# RECORDS FOR THE TASK:

* * * *

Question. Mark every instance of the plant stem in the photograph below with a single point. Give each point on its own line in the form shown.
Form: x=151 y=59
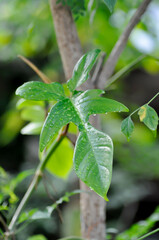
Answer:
x=148 y=234
x=144 y=104
x=36 y=178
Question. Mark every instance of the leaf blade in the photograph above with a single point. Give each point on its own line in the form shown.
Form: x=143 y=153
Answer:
x=39 y=91
x=110 y=4
x=82 y=69
x=60 y=115
x=93 y=159
x=127 y=127
x=148 y=116
x=89 y=103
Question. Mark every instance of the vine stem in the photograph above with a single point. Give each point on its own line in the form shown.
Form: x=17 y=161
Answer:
x=148 y=234
x=144 y=104
x=37 y=176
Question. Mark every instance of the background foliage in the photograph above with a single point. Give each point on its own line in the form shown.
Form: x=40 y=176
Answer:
x=27 y=29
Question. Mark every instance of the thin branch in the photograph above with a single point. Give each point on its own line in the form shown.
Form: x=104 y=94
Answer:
x=120 y=45
x=149 y=234
x=53 y=199
x=44 y=78
x=36 y=178
x=98 y=68
x=3 y=223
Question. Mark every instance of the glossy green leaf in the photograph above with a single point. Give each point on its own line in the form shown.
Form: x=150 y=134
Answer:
x=33 y=114
x=76 y=110
x=94 y=149
x=60 y=163
x=110 y=4
x=149 y=117
x=39 y=91
x=60 y=115
x=93 y=159
x=127 y=127
x=82 y=69
x=32 y=128
x=89 y=102
x=22 y=103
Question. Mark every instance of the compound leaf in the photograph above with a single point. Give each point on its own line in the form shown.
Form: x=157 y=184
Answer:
x=39 y=91
x=148 y=116
x=127 y=127
x=89 y=102
x=93 y=159
x=82 y=69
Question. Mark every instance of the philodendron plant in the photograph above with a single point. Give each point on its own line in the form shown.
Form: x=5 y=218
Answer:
x=93 y=154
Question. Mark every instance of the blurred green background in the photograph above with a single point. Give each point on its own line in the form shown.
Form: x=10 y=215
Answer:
x=26 y=28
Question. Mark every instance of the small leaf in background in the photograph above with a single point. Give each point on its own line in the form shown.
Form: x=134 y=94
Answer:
x=37 y=237
x=127 y=127
x=149 y=117
x=39 y=91
x=93 y=159
x=82 y=69
x=110 y=4
x=60 y=163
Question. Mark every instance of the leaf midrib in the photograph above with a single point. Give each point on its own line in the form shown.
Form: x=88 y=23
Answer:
x=83 y=124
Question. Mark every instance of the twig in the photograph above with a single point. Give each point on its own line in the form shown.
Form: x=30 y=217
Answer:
x=120 y=45
x=148 y=234
x=53 y=199
x=35 y=69
x=3 y=223
x=36 y=178
x=98 y=68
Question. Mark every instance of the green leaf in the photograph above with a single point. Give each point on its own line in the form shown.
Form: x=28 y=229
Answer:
x=32 y=128
x=149 y=117
x=37 y=237
x=127 y=127
x=82 y=69
x=60 y=163
x=22 y=103
x=76 y=110
x=92 y=103
x=60 y=115
x=94 y=149
x=93 y=159
x=33 y=114
x=39 y=91
x=110 y=4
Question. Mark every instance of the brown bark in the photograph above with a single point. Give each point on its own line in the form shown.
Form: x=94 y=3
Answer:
x=92 y=206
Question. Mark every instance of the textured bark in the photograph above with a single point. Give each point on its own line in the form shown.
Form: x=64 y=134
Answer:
x=92 y=206
x=68 y=41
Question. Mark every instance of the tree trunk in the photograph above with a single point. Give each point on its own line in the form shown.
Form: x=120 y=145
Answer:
x=92 y=206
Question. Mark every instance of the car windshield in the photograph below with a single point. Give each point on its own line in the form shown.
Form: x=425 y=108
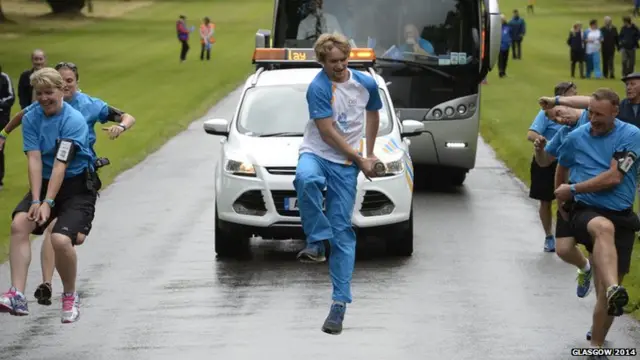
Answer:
x=282 y=111
x=433 y=32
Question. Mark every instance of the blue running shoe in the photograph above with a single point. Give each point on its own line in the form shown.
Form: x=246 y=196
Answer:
x=584 y=283
x=14 y=303
x=313 y=253
x=333 y=324
x=550 y=244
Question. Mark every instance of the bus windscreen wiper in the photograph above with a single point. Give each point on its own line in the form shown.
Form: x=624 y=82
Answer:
x=282 y=134
x=420 y=65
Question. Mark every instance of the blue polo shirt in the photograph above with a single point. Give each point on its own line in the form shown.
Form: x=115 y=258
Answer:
x=41 y=133
x=587 y=155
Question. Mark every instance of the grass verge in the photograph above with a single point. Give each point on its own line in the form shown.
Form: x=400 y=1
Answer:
x=509 y=105
x=127 y=54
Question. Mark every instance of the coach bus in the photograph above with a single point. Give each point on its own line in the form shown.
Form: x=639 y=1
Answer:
x=434 y=55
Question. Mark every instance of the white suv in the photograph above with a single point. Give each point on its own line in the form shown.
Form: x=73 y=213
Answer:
x=255 y=172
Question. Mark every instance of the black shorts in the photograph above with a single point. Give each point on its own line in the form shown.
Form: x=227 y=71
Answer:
x=542 y=181
x=626 y=224
x=74 y=208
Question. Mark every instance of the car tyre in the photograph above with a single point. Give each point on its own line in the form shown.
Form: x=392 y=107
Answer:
x=402 y=245
x=229 y=243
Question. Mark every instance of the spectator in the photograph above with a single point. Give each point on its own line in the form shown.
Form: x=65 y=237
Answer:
x=518 y=29
x=593 y=44
x=183 y=36
x=609 y=47
x=576 y=44
x=206 y=38
x=7 y=99
x=505 y=44
x=25 y=90
x=628 y=42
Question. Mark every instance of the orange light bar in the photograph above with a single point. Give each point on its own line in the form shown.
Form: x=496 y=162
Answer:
x=269 y=54
x=287 y=54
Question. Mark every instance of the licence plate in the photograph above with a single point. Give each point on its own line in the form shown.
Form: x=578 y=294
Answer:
x=291 y=204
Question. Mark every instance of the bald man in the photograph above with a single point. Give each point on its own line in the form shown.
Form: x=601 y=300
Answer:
x=609 y=47
x=25 y=90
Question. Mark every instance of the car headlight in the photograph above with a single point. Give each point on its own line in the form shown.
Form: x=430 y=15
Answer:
x=239 y=168
x=394 y=167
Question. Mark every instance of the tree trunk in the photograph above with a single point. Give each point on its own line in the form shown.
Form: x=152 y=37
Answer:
x=66 y=6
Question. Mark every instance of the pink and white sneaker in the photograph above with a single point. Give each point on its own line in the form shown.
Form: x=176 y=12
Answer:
x=70 y=308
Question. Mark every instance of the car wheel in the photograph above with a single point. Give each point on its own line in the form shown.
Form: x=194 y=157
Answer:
x=229 y=243
x=402 y=244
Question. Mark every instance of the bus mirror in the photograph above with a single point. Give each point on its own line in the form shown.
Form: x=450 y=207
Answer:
x=263 y=38
x=411 y=128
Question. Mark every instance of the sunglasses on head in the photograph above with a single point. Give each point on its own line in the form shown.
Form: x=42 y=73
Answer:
x=62 y=64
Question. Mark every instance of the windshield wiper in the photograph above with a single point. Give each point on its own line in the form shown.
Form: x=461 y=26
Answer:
x=420 y=65
x=281 y=134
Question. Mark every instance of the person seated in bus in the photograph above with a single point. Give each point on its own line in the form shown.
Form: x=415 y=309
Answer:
x=414 y=43
x=317 y=23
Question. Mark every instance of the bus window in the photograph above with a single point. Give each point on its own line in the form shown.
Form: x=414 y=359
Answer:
x=423 y=30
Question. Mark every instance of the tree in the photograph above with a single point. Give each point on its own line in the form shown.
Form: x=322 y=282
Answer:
x=66 y=6
x=3 y=18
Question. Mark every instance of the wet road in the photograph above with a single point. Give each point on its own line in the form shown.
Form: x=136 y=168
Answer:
x=478 y=285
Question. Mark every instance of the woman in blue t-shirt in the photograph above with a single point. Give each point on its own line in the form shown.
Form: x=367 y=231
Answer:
x=542 y=178
x=61 y=173
x=94 y=110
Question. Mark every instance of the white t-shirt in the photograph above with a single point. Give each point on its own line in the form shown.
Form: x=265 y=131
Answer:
x=307 y=27
x=347 y=104
x=593 y=38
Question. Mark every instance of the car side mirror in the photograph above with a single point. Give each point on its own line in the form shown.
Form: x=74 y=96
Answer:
x=216 y=127
x=411 y=128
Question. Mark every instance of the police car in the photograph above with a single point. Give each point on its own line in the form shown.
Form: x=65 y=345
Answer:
x=254 y=192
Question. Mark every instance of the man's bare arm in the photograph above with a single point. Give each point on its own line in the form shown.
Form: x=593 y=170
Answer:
x=373 y=123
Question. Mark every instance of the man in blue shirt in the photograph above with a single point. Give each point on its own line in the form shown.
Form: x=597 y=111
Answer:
x=543 y=177
x=546 y=153
x=600 y=159
x=94 y=110
x=62 y=187
x=330 y=157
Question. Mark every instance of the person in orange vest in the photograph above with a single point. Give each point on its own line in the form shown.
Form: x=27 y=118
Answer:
x=206 y=37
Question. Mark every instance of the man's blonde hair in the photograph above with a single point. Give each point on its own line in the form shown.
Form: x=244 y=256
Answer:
x=47 y=77
x=327 y=42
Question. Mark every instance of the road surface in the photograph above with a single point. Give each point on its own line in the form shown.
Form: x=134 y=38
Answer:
x=478 y=285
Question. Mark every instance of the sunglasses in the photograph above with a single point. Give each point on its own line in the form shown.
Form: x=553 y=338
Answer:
x=62 y=64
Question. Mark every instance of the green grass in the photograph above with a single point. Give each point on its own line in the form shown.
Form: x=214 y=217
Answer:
x=132 y=63
x=509 y=105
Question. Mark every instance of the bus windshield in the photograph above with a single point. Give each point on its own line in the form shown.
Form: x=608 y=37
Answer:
x=433 y=32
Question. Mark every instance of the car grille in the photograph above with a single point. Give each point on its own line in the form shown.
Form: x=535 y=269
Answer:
x=250 y=203
x=278 y=200
x=281 y=170
x=374 y=202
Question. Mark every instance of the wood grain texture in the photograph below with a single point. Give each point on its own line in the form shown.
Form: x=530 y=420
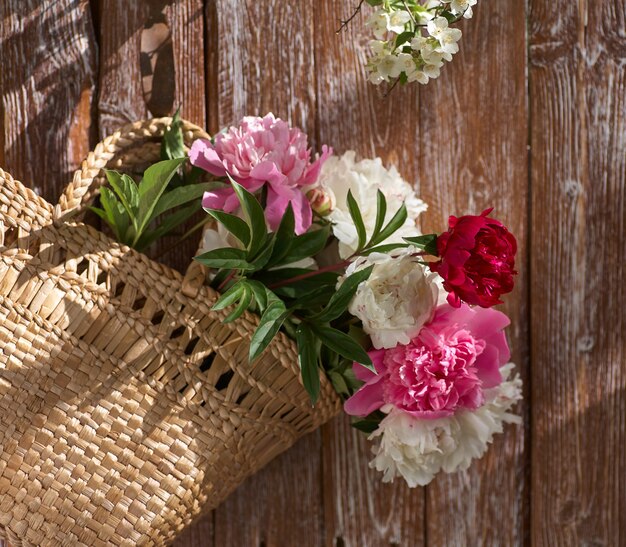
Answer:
x=174 y=71
x=473 y=155
x=47 y=86
x=264 y=63
x=578 y=90
x=352 y=114
x=462 y=140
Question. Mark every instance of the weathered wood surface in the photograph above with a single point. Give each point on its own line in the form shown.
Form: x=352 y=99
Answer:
x=578 y=304
x=73 y=70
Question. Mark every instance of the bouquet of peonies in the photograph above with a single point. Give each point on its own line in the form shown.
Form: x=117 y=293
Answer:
x=327 y=249
x=413 y=38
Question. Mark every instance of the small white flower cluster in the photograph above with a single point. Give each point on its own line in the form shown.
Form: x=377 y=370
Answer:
x=401 y=52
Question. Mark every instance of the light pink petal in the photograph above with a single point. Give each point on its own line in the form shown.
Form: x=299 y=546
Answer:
x=204 y=156
x=487 y=321
x=222 y=199
x=313 y=171
x=267 y=171
x=365 y=401
x=275 y=208
x=302 y=212
x=488 y=365
x=277 y=205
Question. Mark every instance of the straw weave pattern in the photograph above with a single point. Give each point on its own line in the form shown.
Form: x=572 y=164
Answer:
x=127 y=407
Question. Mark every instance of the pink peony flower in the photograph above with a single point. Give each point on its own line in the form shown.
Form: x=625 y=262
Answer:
x=444 y=368
x=260 y=151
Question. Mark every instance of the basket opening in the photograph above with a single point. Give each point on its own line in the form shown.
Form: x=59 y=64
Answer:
x=208 y=361
x=224 y=380
x=139 y=303
x=178 y=332
x=191 y=345
x=157 y=317
x=102 y=278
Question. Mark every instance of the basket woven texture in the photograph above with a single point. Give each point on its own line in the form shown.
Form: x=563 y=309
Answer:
x=127 y=407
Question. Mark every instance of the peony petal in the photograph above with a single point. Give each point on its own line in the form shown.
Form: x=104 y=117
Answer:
x=488 y=322
x=365 y=401
x=488 y=366
x=221 y=199
x=313 y=171
x=277 y=205
x=267 y=171
x=275 y=208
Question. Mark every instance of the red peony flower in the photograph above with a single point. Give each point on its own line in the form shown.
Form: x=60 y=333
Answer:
x=476 y=260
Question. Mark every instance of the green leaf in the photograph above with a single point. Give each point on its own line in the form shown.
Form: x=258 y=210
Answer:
x=155 y=181
x=381 y=213
x=179 y=196
x=270 y=323
x=254 y=215
x=357 y=218
x=103 y=215
x=426 y=242
x=116 y=212
x=307 y=245
x=260 y=293
x=394 y=225
x=233 y=224
x=126 y=190
x=232 y=259
x=229 y=297
x=308 y=359
x=260 y=261
x=341 y=299
x=244 y=303
x=168 y=224
x=284 y=238
x=342 y=344
x=173 y=145
x=370 y=423
x=339 y=383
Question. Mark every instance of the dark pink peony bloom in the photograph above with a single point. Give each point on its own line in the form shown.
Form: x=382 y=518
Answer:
x=476 y=260
x=445 y=368
x=262 y=151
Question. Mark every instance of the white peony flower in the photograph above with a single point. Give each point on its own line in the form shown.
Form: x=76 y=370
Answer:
x=364 y=179
x=417 y=449
x=397 y=299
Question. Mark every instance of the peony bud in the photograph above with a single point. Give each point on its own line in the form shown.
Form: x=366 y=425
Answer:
x=322 y=201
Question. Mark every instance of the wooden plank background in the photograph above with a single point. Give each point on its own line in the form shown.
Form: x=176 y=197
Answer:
x=530 y=118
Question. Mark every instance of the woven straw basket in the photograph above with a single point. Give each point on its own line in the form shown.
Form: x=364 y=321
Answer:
x=127 y=407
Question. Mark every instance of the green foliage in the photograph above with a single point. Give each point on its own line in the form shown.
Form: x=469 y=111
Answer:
x=139 y=214
x=428 y=243
x=305 y=303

* * * *

# WHAT IS NEEDED:
Which lines of the records above hold the word "basket"? Copy each one out.

# REPLY TO THE TASK:
Question. Mark every instance of the basket opening in the photograph above with a single point. Give each point on its own line in the form shown.
Question. Mark every instance of the basket woven texture in the photograph above with a single point. Give each point on its own line in the form shown.
Question. Mark every instance of the woven straw basket in the photograph above with a single point. Give each point on its own line in the form shown.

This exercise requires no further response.